» **INSTRUCTION 1**
Transcribe the passage of the ReadText documentation from "See Using OCR" to "your text searches.".

» **ARTICLE**
══════════
See Using OCR Properties in Searches for more information about using these common text properties.
For a full list of all properties available for use with ReadText() see Text Properties. You might need to experiment with these properties in your specific environment to see which ones provide the best results for your text searches.
Example:
put the last character of readtext("UpperLeft","LowerRight",contrast:on, contrastColor:[0,0,128],contrastTolerance:25) // Prints only the last character returned by the readText function
Example:
Log trimAll(ReadText(["UpperLeft","LowerRight"], ValidPattern: "[A-Za-z]+\.py")) // Enforces that readText use a regular expression to read from the screen, and trims all white space, such as tabs and carriage returns, from the output.
Example:
Use code similar to this to read to the left of a label:
put ImageLocation("ClassSchedule") into ILC // Stores the location of the hot spot of "ClassSchedule" in a variable. The hot spot is located at the center of the image.
══════════
Data records
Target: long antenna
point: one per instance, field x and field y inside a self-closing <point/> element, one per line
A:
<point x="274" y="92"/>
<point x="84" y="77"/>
══════════
» **INSTRUCTION 2**
Pull out every line of the entries that contains the string "point".

» **EXERCISE ANSWER 1**
See Using OCR Properties in Searches for more information about using these common text properties.
For a full list of all properties available for use with ReadText() see Text Properties. You might need to experiment with these properties in your specific environment to see which ones provide the best results for your text searches.

» **EXERCISE ANSWER 2**
point: one per instance, field x and field y inside a self-closing <point/> element, one per line
<point x="274" y="92"/>
<point x="84" y="77"/>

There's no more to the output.